Print the stretch of the data below from the line containing "Each instance of the white painted" through the line containing "[(269, 450), (206, 430)]", copying every line without changes and including nothing else.
** START Supplied material **
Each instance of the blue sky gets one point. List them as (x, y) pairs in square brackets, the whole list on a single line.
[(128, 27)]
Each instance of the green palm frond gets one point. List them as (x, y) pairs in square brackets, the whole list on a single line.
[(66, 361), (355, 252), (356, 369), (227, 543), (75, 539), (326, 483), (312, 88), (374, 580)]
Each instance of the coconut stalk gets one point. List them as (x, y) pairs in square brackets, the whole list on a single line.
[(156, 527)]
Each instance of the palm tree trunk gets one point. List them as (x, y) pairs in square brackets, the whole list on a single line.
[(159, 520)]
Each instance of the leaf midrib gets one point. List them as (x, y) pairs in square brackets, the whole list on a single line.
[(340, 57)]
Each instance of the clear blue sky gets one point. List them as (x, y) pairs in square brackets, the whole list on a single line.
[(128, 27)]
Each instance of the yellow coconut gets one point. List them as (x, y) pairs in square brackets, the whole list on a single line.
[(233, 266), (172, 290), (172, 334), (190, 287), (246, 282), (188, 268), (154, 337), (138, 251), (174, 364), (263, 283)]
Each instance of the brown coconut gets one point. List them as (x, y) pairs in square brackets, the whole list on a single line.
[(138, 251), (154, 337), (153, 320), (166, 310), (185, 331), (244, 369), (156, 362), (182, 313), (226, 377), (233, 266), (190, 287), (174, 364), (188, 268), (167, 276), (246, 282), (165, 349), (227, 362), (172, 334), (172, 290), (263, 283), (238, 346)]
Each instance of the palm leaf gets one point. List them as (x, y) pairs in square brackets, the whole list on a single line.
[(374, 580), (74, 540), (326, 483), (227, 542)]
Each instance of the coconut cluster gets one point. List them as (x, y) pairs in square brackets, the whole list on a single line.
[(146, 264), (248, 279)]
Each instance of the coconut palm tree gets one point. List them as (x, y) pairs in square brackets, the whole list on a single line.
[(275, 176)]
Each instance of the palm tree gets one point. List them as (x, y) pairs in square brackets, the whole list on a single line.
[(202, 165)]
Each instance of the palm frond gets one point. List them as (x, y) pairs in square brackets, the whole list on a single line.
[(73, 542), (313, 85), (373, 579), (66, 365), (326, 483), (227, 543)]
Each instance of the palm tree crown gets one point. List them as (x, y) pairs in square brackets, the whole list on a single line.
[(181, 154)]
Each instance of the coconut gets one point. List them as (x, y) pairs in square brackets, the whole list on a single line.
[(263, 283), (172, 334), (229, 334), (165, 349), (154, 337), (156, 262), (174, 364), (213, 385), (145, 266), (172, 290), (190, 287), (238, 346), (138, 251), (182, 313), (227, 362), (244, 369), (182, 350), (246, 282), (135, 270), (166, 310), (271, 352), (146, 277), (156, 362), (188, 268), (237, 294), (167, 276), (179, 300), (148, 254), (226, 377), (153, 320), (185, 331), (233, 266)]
** END Supplied material **
** START Supplied material **
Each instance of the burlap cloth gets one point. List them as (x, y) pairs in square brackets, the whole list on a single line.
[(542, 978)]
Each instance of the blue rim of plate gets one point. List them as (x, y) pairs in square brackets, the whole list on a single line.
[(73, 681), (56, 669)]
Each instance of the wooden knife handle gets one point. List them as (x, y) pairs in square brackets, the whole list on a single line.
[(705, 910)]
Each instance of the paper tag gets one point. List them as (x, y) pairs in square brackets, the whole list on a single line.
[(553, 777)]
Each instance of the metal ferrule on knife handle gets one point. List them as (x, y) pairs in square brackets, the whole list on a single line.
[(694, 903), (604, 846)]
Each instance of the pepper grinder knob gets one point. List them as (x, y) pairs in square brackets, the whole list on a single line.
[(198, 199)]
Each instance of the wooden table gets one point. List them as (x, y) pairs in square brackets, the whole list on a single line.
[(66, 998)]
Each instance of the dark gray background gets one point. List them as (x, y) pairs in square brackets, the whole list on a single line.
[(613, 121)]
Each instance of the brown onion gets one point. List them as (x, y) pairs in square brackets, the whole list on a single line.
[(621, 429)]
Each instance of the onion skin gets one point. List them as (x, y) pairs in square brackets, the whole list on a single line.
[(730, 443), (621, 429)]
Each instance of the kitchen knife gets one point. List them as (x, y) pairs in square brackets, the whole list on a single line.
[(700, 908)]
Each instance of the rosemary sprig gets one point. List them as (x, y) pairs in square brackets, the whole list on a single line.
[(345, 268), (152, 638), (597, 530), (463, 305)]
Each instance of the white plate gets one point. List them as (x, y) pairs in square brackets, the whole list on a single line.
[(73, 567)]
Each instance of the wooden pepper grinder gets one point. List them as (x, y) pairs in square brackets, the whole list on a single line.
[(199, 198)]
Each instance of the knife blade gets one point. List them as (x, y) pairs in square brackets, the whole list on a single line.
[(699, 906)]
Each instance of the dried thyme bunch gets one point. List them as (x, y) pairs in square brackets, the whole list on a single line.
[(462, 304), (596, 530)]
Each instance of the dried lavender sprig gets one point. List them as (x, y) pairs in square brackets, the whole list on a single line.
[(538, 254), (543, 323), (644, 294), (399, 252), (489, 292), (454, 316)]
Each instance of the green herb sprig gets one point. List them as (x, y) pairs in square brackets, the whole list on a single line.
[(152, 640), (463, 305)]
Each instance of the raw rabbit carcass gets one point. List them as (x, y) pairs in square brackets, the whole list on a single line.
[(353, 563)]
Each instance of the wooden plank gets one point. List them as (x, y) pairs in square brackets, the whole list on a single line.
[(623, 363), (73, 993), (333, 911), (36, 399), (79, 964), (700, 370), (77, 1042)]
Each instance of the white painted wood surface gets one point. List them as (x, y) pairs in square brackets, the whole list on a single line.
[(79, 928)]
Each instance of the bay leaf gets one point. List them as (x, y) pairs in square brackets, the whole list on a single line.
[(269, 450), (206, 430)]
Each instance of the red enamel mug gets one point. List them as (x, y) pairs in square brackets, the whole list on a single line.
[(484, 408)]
** END Supplied material **
** START Supplied material **
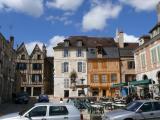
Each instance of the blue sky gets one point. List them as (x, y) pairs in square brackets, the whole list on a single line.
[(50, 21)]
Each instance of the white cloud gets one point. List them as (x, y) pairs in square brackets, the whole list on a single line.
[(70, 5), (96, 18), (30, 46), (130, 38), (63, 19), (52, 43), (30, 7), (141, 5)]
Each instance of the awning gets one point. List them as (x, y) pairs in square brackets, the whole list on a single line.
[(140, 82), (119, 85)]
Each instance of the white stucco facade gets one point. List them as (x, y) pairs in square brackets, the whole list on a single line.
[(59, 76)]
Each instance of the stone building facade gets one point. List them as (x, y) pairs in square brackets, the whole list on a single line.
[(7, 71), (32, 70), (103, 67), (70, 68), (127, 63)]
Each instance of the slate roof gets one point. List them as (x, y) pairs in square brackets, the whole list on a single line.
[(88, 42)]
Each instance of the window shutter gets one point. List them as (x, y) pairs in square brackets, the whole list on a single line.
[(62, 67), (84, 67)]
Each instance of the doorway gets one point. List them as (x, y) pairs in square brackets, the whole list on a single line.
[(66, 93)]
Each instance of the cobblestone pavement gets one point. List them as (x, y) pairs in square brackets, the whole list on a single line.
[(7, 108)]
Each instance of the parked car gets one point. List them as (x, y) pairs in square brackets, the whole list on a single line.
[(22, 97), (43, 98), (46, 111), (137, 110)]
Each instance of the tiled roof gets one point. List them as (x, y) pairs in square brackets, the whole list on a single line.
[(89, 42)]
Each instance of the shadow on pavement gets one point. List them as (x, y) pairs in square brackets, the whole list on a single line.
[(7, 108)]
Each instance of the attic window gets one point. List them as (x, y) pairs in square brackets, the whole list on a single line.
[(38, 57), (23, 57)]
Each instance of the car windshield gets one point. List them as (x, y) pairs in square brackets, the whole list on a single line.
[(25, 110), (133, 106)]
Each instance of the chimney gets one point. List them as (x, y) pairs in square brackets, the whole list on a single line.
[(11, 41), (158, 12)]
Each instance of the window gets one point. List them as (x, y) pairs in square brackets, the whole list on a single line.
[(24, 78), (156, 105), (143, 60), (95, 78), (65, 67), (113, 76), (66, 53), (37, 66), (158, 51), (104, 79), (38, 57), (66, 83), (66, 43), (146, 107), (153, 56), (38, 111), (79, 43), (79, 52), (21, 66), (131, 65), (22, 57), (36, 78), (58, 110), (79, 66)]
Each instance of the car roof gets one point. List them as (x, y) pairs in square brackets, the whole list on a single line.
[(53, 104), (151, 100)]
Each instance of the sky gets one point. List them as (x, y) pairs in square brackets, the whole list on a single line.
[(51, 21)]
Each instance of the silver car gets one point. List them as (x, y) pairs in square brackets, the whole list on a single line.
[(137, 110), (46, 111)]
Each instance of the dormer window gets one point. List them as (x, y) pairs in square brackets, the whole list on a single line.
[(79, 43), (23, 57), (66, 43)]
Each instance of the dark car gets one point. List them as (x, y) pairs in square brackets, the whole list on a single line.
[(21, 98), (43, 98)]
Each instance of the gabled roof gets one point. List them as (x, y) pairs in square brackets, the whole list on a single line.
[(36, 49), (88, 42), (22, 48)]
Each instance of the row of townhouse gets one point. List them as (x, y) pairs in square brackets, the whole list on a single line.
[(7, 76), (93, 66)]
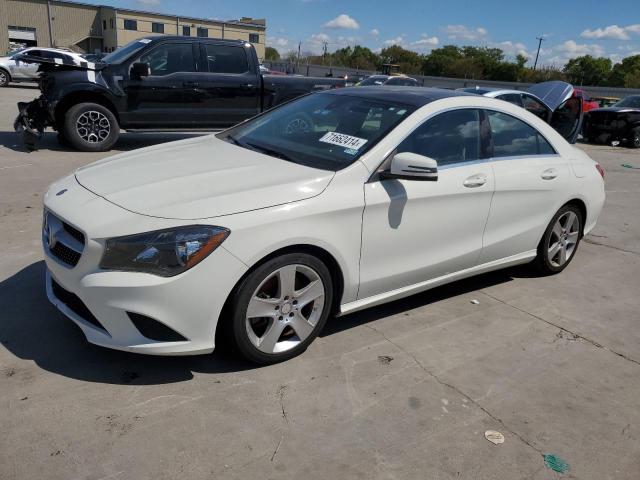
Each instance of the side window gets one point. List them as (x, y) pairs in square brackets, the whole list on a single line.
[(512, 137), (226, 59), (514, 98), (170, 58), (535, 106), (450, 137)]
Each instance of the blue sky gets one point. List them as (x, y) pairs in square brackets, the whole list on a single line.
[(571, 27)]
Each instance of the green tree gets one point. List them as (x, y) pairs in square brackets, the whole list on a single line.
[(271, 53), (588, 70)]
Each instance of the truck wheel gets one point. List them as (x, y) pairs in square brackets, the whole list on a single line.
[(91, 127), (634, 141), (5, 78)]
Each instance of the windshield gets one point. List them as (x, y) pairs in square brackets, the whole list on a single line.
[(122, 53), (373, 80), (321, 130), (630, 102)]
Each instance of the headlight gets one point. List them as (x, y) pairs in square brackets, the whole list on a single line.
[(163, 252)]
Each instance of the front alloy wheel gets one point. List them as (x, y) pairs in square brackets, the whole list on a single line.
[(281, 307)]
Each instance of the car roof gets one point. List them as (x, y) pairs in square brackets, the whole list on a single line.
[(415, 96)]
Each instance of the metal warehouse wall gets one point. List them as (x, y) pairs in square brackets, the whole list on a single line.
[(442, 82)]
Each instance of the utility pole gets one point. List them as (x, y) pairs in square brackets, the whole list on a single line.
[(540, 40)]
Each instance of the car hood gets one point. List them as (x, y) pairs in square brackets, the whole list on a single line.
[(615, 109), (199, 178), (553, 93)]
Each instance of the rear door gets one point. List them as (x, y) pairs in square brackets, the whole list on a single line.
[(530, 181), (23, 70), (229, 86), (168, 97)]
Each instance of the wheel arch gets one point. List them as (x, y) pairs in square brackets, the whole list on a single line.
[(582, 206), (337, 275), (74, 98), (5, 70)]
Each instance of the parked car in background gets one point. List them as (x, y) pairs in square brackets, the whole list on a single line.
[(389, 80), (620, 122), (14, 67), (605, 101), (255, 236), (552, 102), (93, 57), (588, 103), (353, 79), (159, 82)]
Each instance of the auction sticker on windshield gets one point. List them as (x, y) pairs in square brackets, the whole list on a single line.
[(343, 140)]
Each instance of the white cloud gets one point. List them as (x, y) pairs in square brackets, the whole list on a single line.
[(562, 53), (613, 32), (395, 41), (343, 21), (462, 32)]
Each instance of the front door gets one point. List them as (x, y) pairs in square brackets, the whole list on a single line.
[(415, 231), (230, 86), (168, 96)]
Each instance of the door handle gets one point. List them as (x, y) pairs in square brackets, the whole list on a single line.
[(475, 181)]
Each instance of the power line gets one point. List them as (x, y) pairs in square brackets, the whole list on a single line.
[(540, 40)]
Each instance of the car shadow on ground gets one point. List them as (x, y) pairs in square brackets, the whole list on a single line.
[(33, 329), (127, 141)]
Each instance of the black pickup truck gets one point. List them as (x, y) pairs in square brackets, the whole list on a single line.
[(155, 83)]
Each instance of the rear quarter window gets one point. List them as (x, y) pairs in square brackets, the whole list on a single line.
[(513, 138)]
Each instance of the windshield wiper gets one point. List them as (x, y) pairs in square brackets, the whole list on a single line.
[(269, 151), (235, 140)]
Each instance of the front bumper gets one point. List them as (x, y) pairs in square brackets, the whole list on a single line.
** END Supplied material **
**Solution for this problem:**
Each instance of the white painted wood surface gets one point. List them as (x, y) pairs in square brackets, the whole list on a single line.
[(79, 928)]
Each instance of the bay leaf gets one point. List them as (x, y) pairs in square brackets, the whole list on a single line.
[(269, 450), (206, 430)]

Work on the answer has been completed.